Short problem: Turn everything below, from the line containing "Question. Place one point on every instance of the wooden post" down to the line containing "x=139 y=692", into a Markdown table with the columns Number and Text. Give each line its own numbered row and skip blank lines.
------
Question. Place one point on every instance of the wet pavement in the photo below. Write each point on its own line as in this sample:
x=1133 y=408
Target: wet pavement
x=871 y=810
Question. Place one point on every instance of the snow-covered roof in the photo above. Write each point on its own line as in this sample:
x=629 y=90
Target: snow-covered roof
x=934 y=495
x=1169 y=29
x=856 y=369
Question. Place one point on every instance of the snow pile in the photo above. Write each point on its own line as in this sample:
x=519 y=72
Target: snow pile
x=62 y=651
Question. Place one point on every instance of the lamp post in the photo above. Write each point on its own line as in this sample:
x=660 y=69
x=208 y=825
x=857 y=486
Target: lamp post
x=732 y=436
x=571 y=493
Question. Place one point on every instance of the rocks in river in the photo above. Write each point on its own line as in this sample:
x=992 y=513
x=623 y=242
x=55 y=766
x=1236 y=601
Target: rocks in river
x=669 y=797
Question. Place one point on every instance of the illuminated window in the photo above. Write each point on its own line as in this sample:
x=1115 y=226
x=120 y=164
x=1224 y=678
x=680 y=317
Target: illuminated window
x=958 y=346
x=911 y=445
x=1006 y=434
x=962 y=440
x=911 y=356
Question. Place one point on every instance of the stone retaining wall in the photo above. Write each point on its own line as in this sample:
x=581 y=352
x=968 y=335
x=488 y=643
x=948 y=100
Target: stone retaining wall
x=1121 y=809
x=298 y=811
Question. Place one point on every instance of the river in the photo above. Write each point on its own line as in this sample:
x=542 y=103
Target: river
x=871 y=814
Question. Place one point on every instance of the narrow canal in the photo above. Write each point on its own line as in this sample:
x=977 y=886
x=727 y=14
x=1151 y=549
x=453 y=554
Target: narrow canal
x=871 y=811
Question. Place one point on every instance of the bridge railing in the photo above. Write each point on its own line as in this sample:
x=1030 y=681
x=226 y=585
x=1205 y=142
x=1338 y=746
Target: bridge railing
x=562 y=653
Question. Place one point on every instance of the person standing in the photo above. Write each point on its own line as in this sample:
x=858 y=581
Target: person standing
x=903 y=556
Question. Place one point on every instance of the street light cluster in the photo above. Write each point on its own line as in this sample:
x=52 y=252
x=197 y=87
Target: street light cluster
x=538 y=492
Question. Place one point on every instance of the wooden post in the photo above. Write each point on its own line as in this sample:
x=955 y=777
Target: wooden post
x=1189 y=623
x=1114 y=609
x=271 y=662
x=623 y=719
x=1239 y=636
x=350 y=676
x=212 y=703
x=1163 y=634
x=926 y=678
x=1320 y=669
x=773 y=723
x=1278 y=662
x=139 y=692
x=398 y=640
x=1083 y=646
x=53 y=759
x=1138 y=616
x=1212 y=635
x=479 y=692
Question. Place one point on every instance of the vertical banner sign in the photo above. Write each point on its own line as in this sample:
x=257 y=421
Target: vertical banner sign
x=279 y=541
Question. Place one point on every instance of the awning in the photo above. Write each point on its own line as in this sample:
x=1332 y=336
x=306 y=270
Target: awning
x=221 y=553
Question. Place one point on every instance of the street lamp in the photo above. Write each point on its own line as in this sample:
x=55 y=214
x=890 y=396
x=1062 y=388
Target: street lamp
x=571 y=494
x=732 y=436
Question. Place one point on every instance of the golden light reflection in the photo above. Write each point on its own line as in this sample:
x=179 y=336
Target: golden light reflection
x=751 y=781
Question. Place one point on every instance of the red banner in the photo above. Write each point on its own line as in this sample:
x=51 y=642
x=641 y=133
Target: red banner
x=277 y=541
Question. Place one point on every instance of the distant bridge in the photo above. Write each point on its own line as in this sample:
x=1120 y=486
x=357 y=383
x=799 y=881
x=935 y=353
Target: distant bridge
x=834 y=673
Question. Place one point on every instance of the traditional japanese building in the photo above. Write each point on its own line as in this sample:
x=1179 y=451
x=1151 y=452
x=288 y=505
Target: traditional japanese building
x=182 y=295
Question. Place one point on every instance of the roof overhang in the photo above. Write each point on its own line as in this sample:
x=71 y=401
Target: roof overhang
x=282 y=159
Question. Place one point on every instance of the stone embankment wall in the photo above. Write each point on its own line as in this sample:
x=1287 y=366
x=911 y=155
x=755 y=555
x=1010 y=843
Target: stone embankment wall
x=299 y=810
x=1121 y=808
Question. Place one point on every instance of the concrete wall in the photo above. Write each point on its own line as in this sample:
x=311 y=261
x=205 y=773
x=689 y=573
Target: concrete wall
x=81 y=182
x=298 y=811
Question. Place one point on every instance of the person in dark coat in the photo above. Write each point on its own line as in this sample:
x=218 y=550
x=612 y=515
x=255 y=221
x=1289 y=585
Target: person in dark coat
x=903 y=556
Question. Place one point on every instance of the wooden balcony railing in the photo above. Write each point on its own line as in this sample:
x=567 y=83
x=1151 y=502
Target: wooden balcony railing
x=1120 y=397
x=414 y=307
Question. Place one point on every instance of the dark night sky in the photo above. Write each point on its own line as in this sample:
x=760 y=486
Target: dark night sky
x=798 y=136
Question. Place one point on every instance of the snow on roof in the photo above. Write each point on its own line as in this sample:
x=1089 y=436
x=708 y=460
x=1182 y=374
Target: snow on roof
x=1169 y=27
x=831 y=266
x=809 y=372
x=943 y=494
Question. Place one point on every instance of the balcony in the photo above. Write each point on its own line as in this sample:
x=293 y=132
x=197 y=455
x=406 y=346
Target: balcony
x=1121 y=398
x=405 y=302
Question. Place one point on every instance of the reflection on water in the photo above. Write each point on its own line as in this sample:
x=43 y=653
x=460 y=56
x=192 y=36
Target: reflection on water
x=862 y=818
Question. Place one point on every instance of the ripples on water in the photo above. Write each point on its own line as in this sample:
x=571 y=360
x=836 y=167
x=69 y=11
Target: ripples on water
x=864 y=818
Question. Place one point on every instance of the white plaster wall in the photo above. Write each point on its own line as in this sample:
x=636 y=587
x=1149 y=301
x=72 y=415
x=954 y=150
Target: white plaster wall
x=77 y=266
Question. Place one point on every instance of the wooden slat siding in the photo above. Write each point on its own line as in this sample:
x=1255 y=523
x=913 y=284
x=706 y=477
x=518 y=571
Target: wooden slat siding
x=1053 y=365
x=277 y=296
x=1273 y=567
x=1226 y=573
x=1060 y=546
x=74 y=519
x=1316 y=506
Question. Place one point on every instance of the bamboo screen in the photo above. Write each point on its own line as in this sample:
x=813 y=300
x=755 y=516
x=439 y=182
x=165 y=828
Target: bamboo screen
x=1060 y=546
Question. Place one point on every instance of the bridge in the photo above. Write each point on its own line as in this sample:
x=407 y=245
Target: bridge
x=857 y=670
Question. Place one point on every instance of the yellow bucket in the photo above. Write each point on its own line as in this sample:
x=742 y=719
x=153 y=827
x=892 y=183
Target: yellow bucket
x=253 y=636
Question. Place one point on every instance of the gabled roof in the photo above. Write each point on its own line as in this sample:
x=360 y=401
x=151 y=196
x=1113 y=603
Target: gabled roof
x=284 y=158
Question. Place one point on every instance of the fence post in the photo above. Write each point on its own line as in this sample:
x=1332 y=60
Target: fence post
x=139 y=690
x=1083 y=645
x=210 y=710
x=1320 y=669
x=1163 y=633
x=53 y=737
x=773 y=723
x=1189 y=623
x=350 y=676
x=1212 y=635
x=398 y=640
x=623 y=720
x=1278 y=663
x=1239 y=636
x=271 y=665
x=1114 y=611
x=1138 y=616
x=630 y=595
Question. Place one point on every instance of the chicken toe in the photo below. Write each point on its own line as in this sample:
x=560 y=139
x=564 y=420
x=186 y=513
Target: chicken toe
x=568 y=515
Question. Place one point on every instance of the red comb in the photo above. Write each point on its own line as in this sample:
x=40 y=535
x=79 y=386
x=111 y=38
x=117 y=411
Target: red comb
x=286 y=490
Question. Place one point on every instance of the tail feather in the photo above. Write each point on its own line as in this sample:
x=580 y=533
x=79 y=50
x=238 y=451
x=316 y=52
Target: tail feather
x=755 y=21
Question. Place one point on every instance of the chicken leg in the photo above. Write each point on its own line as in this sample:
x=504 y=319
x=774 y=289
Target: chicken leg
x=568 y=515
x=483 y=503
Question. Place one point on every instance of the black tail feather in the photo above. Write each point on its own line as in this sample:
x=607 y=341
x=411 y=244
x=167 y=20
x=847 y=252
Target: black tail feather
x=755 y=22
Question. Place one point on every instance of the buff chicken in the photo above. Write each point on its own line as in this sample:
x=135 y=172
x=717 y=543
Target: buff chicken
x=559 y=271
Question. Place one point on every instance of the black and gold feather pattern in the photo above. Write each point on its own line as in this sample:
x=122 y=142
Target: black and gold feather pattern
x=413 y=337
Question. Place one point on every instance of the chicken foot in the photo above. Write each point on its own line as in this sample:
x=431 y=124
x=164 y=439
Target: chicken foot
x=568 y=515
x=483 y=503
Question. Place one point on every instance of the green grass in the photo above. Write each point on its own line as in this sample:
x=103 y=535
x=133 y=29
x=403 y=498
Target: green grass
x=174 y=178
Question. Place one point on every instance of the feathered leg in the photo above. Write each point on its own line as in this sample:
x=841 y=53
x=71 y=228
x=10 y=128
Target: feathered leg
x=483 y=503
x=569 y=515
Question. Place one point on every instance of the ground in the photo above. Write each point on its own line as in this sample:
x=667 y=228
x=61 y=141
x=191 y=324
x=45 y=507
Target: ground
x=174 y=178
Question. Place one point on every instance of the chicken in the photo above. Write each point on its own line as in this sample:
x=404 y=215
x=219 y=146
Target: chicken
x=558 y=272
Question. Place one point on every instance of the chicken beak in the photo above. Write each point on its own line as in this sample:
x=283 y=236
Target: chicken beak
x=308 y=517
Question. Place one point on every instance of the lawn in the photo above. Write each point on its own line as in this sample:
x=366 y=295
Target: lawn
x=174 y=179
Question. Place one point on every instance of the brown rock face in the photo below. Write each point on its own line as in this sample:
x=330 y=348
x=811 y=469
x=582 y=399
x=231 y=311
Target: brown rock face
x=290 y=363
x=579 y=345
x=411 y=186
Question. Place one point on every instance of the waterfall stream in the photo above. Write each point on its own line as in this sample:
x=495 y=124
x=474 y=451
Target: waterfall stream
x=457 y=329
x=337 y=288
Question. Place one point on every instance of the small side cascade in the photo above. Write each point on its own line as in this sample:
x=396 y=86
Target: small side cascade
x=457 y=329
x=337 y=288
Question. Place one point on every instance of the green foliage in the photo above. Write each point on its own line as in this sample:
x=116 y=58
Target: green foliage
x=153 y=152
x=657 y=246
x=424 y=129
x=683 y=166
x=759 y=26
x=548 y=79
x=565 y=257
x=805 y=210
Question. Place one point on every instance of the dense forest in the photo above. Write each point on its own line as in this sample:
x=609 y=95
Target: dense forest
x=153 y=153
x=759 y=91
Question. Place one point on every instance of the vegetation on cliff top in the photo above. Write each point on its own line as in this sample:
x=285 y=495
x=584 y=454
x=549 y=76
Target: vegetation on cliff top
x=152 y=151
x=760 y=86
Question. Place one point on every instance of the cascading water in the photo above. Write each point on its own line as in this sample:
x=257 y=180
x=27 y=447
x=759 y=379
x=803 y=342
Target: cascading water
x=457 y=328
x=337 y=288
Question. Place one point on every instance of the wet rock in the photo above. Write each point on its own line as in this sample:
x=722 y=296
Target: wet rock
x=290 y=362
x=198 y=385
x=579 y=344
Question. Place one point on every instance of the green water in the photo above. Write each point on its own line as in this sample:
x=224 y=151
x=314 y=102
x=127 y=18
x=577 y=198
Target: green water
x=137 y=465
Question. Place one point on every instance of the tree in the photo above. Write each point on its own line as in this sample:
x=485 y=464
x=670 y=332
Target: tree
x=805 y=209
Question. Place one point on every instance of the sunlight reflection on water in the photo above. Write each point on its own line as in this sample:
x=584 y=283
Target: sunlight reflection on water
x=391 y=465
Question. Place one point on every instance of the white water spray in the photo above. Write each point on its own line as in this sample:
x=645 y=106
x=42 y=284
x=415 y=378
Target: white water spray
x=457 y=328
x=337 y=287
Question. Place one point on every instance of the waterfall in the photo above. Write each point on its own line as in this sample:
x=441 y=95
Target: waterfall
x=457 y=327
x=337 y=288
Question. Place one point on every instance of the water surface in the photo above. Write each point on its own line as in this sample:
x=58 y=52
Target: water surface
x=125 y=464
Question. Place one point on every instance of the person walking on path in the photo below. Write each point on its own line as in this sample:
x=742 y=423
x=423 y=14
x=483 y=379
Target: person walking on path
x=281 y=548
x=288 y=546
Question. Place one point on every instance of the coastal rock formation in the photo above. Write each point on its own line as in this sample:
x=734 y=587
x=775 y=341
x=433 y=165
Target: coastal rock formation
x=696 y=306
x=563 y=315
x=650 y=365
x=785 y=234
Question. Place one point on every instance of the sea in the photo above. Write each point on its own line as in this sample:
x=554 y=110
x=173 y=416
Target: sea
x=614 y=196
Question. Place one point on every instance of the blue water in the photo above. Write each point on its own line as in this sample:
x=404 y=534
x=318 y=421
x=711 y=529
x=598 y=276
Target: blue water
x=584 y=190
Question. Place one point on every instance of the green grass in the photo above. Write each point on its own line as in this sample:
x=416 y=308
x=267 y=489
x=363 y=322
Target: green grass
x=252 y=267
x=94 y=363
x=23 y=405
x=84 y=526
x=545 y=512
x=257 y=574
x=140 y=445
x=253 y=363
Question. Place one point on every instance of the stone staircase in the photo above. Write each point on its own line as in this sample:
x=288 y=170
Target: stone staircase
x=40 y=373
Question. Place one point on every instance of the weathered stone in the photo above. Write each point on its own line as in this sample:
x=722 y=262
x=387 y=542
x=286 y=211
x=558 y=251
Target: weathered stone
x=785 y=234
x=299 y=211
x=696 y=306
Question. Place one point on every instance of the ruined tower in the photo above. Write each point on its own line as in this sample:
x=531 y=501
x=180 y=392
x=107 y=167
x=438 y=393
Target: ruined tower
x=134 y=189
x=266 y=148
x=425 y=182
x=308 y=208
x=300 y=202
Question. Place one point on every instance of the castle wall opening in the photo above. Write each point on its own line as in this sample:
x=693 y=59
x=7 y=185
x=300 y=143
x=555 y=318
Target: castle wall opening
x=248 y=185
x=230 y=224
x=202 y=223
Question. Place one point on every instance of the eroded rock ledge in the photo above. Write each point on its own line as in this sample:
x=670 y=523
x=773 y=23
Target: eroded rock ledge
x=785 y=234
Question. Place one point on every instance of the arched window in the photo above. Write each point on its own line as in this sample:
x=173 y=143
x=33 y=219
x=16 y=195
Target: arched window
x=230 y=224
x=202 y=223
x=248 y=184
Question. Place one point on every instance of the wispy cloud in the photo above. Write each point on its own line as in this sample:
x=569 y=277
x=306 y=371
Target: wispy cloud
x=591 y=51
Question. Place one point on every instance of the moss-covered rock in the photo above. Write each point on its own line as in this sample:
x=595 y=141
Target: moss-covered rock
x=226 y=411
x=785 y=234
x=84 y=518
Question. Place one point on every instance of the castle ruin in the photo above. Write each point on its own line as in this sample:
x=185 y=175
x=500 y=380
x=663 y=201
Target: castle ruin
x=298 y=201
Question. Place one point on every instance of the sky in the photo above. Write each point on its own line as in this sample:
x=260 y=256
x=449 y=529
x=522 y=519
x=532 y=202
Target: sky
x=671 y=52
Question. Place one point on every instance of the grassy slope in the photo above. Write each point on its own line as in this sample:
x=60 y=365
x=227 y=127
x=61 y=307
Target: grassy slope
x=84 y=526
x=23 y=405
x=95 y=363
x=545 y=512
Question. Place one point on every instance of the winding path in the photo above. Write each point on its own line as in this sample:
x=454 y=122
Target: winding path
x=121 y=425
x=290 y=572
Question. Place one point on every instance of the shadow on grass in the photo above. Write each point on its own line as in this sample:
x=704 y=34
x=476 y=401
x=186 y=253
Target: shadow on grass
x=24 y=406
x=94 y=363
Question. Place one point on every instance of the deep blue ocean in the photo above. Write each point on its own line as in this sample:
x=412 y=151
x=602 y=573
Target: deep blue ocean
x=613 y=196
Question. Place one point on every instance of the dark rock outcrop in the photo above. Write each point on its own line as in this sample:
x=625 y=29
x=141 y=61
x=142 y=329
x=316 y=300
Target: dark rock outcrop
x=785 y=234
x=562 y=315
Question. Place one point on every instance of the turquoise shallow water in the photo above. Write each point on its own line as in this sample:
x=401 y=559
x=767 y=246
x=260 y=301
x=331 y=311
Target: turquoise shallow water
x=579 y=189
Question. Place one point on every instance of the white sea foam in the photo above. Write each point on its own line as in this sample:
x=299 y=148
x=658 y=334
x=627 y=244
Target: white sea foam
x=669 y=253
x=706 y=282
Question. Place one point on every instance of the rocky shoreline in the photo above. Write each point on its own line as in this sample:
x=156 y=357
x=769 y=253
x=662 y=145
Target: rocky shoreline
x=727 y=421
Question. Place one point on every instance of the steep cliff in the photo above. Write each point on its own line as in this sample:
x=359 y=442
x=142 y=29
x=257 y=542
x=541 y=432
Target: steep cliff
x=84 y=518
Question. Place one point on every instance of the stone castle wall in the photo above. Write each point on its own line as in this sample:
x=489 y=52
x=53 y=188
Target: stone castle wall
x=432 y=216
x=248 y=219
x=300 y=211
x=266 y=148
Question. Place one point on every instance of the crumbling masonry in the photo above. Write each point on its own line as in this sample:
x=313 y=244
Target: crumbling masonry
------
Complete answer:
| Number | Text |
|---|---|
| 1 | Question. Place one point on every instance of the wooden post in the photo above. Write each point on its own line as in this sample: |
| 2 | x=955 y=777 |
| 3 | Target: wooden post |
| 4 | x=1189 y=623 |
| 5 | x=1114 y=609 |
| 6 | x=271 y=662 |
| 7 | x=623 y=719 |
| 8 | x=1239 y=636 |
| 9 | x=350 y=676 |
| 10 | x=212 y=703 |
| 11 | x=1163 y=634 |
| 12 | x=926 y=678 |
| 13 | x=1320 y=669 |
| 14 | x=773 y=723 |
| 15 | x=1278 y=662 |
| 16 | x=139 y=692 |